> Work to complete
Continue the essay below on natural moral law and human nature, starting right after its final sentence.

> Text extract
Most people would probably concede in some way or another that there are certain laws that have been universally accepted based on their need in order to maintain a civilization. On this general idea, they would be correct in believing that there are universal moral laws that most people obey because they realize that they are necessary for order and well-being, but unfortunately many of them are wrong about which laws are truly necessary to this end. In my view, many of our everyday decisions and actions are done within the ordered framework of a sort of "anarchy" in which each individual, through their own free choice, choose to obey certain moral laws out of their fundamental self-interest of survival and well-being, and also often out of an interest for the survival and well-being of others. These "anarchic" laws are heavily ingrained into the modern human psyche. They are the result of years of trial and error, and are quite instinctive.
Many of the very same people who concede, in short, that there must be universal ethical laws simultaneously sniff at the implication that these universal ethical laws are "natural". They sniff even more at the term "human nature". But what other rational way is there to arrive at the universal ethical law against murder than on the basis that it is contrary to what is objectively best for the murder victim's nature (I.E. staying alive) as a living being and as a species? The reason why the law against murder is virtually universally accepted is because people recognize that murder violates their nature, the natural path of survival, the natural state of living. By our natures, we need to continue breathing in order to survive. Murder violates this. The law against murder is natural because it is in protection of our natural ownership over our own bodies and ability to keep living with those bodies. It is in accordance with man's nature and within their interest to continue living, and this is the simple basis by which I accept the prohibition of murder and other things that are determental to living (such as assault and torture).
One may ask, what exactly is the nature of a human being? Well, the simple answer to this question is the same answer to the question "what is the nature of a living being"? To survive and reproduce. However, different species are equipped in different ways with which they can use to help obtain these ends, and this means that humans as a species are equipped with specific physical and mental tools by which they can use to survive and reproduce. But what is truly distinguishing about human beings is that they have the capability to transcend their basic instinctual natures (to make a bold and concious effort to abtain from following their instincts, such as the free choice to not live anymore, as in the act of suicide) - it is an instrinic fact of human nature that we possess the ability to freely choose the course towards our ends, and we have the ability to create other ends that we regaurd as equally important, ends beyond mere subsistance that we define as well-being or happiness. Mankind has the natural tools by which to create artificial tools that are used for purposes that no other animal can persue. In short, mankind has the special gift of being able to either keep the "lizard brain" constantly in a non-dominant mode, or for particularly talented individuals, turn it off and on at will.

> Data
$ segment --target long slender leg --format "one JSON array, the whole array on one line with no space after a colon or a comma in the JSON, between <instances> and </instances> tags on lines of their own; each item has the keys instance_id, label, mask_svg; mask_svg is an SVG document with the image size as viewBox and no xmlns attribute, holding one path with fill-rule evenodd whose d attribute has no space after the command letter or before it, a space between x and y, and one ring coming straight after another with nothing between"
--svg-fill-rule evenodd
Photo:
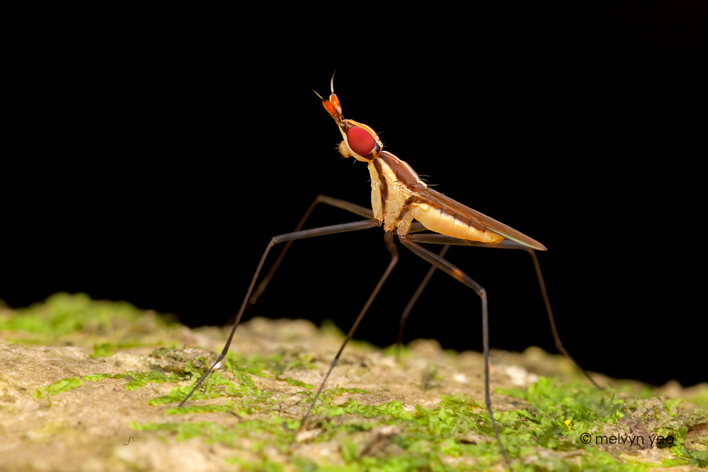
<instances>
[{"instance_id":1,"label":"long slender leg","mask_svg":"<svg viewBox=\"0 0 708 472\"><path fill-rule=\"evenodd\" d=\"M251 292L253 289L253 286L256 285L256 280L258 278L258 275L261 273L261 270L263 268L263 263L266 262L266 258L268 257L268 253L270 252L270 248L280 243L283 243L285 241L295 241L295 239L304 239L305 238L312 238L318 236L324 236L325 234L335 234L336 233L346 233L347 231L355 231L360 229L367 229L367 228L373 228L374 226L377 226L381 224L381 222L376 219L365 219L362 221L355 221L353 223L344 223L343 224L335 224L330 226L323 226L321 228L314 228L313 229L307 229L302 231L294 231L292 233L287 233L286 234L281 234L273 237L270 242L268 243L268 246L266 248L266 251L263 252L263 255L261 257L261 262L258 263L258 266L256 269L256 273L253 274L253 278L251 280L251 285L249 286L249 289L246 292L246 297L244 298L244 301L241 304L241 309L239 310L239 313L236 316L236 321L234 322L234 327L231 329L231 334L229 335L229 339L226 342L226 345L224 346L224 349L222 350L222 353L219 355L216 362L212 364L212 367L209 368L202 378L199 379L199 381L196 383L192 391L189 392L187 397L182 401L182 403L179 404L180 406L184 405L185 402L189 400L189 398L192 396L192 394L199 388L204 379L206 379L212 371L214 370L215 367L217 367L224 357L226 356L226 353L229 352L229 347L231 346L231 342L234 339L234 333L236 333L236 328L238 328L239 323L241 322L241 317L244 315L244 311L246 310L246 304L251 297Z\"/></svg>"},{"instance_id":2,"label":"long slender leg","mask_svg":"<svg viewBox=\"0 0 708 472\"><path fill-rule=\"evenodd\" d=\"M319 396L319 394L322 393L322 389L324 388L324 384L326 383L327 379L329 378L329 374L332 373L332 369L334 369L334 366L337 364L337 361L339 360L339 357L342 355L342 351L344 350L344 347L347 345L347 343L348 343L349 340L350 340L352 336L354 335L354 332L356 331L356 328L359 326L359 323L361 323L362 319L363 319L364 315L366 314L366 312L368 311L369 307L374 301L374 299L376 298L379 291L381 290L381 287L383 287L384 282L386 282L387 278L389 278L391 271L394 270L396 263L398 262L398 249L396 248L396 243L394 242L393 233L391 231L386 231L386 233L384 234L384 242L386 243L386 247L389 250L389 252L391 253L391 262L389 263L389 266L386 267L386 272L384 272L384 275L381 276L381 278L379 280L379 283L376 284L376 287L374 289L374 291L371 292L371 295L369 296L369 299L367 300L366 303L364 304L364 308L362 309L361 311L359 313L359 316L357 316L356 320L354 321L354 324L352 325L352 327L349 329L349 333L347 333L347 337L344 339L344 343L342 343L339 350L337 351L337 354L334 356L334 359L332 360L332 364L329 366L329 370L327 371L327 374L324 376L324 379L322 381L321 385L319 386L319 389L317 391L317 393L315 393L314 398L312 399L312 403L310 403L309 408L307 409L307 413L305 413L305 415L302 417L302 420L300 421L300 426L298 428L298 431L302 430L305 424L305 420L307 420L307 417L309 417L310 413L312 413L312 408L314 408L314 404L317 401L317 398Z\"/></svg>"},{"instance_id":3,"label":"long slender leg","mask_svg":"<svg viewBox=\"0 0 708 472\"><path fill-rule=\"evenodd\" d=\"M444 258L445 254L447 253L447 251L450 249L450 244L445 244L442 246L442 250L438 254L438 256ZM418 286L418 289L411 297L409 301L408 304L406 305L406 308L404 309L403 313L401 313L401 318L399 320L399 337L396 341L396 355L398 355L399 351L401 349L401 345L403 344L403 332L406 328L406 321L408 321L408 316L411 314L411 310L413 309L413 305L418 301L418 299L421 297L421 294L423 291L426 289L428 287L428 283L430 281L433 277L433 274L435 273L436 267L435 265L431 265L430 268L428 270L428 273L426 276L423 277L423 282L421 284Z\"/></svg>"},{"instance_id":4,"label":"long slender leg","mask_svg":"<svg viewBox=\"0 0 708 472\"><path fill-rule=\"evenodd\" d=\"M314 209L314 207L316 207L319 203L324 203L325 205L329 205L336 208L341 208L350 213L353 213L354 214L363 217L364 218L373 218L373 214L370 208L365 208L364 207L360 207L354 203L351 203L350 202L341 200L338 198L332 198L331 197L328 197L327 195L317 195L317 197L314 199L314 201L310 204L309 207L308 207L307 210L305 212L305 214L302 215L302 217L300 219L299 222L297 224L297 226L295 226L293 231L297 232L302 229L302 226L304 226L305 221L307 221L310 214L312 213L312 210ZM270 279L273 278L273 276L275 275L278 267L280 265L280 263L282 262L283 258L285 257L285 253L287 253L290 246L292 246L293 241L295 240L291 239L288 241L285 246L283 246L280 253L278 255L278 258L275 259L275 262L273 263L272 266L270 266L270 270L268 270L268 274L265 277L263 277L263 280L261 281L261 283L258 284L258 288L256 288L251 295L251 297L249 299L248 305L246 305L246 309L251 305L255 304L261 295L262 295L263 292L266 291L266 287L268 287L268 284L270 283Z\"/></svg>"},{"instance_id":5,"label":"long slender leg","mask_svg":"<svg viewBox=\"0 0 708 472\"><path fill-rule=\"evenodd\" d=\"M531 259L533 260L534 268L536 270L536 277L538 279L538 284L541 288L541 294L543 296L543 302L546 305L546 313L548 315L548 321L551 323L551 333L553 334L553 341L556 345L556 349L557 349L561 354L564 355L565 357L568 357L576 367L585 376L588 377L588 379L592 382L593 385L598 388L602 388L603 387L598 385L593 377L590 376L585 369L581 367L580 364L578 363L575 359L566 350L566 348L563 347L563 343L561 343L561 338L558 335L558 330L556 329L556 322L553 316L553 310L551 309L551 302L548 298L548 293L546 292L546 283L543 280L543 274L541 273L541 265L538 263L538 258L536 257L536 251L530 248L527 248L525 246L519 244L518 243L515 243L513 241L508 239L505 239L501 243L497 244L484 244L482 243L472 243L470 241L465 241L462 239L457 239L457 238L451 238L450 236L444 236L442 234L411 234L409 235L409 238L411 241L418 241L420 243L428 243L430 244L455 244L458 246L474 246L483 248L492 248L496 249L517 249L519 251L523 251L531 255Z\"/></svg>"},{"instance_id":6,"label":"long slender leg","mask_svg":"<svg viewBox=\"0 0 708 472\"><path fill-rule=\"evenodd\" d=\"M494 434L496 436L496 440L499 443L499 447L501 449L501 455L504 456L504 461L506 461L506 465L510 469L511 462L506 455L504 445L501 443L501 438L499 437L499 430L496 427L496 421L494 420L494 415L491 411L491 397L489 395L489 316L487 311L486 292L484 290L484 287L473 280L464 272L435 253L432 253L413 242L409 239L408 236L399 236L399 241L416 255L425 259L435 267L451 275L456 280L462 282L474 290L474 292L481 299L482 349L484 353L484 403L486 405L487 413L489 414L489 420L491 421L491 425L494 430Z\"/></svg>"}]
</instances>

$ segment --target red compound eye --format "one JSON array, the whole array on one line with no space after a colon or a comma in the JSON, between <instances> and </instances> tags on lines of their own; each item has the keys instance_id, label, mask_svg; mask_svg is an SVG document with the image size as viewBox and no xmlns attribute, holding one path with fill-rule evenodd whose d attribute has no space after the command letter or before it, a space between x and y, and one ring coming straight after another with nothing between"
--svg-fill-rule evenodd
<instances>
[{"instance_id":1,"label":"red compound eye","mask_svg":"<svg viewBox=\"0 0 708 472\"><path fill-rule=\"evenodd\" d=\"M366 156L376 146L376 141L368 131L355 126L347 132L347 144L356 154Z\"/></svg>"}]
</instances>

> Answer to this task
On the other hand, others may ask some more contentious questions: what is the nature of a fetus, and is it the same as the nature of a born child? What is the nature of child, and is it the same as the nature of an adult? What are the rights of these beings in these different stages of life? When does life actually begin? Something decently resembling the actual answers to these questions can be found if one looks hard enough and thinks enough, but not in the dens of popular culture. The most controversial of these questions, of course, is the question of the rights of unborn children.
There are some who regaurd fetuses as being subject to the natural laws of human survival (and the rights they imply) as much as a born man. Essentially, the arguement of these people is that an unborn child, in a fetal state, is subject to the human right to life. This view comes most frequently from conservatives, although when one thinks about it, they are buying into a conception that quite "liberally" applies and expands rights to unborn children. It is strange that the very same people known most for preaching about the virtues of tough parenting (and thus, in this sense, a restriction on the rights of children) tend to adopt a view of fetuses granting more rights then their prefered parenting model may grant to born children. To these people, abortion constitutes murder because the fetus is subjected to the same standards that grown adults are subjected to.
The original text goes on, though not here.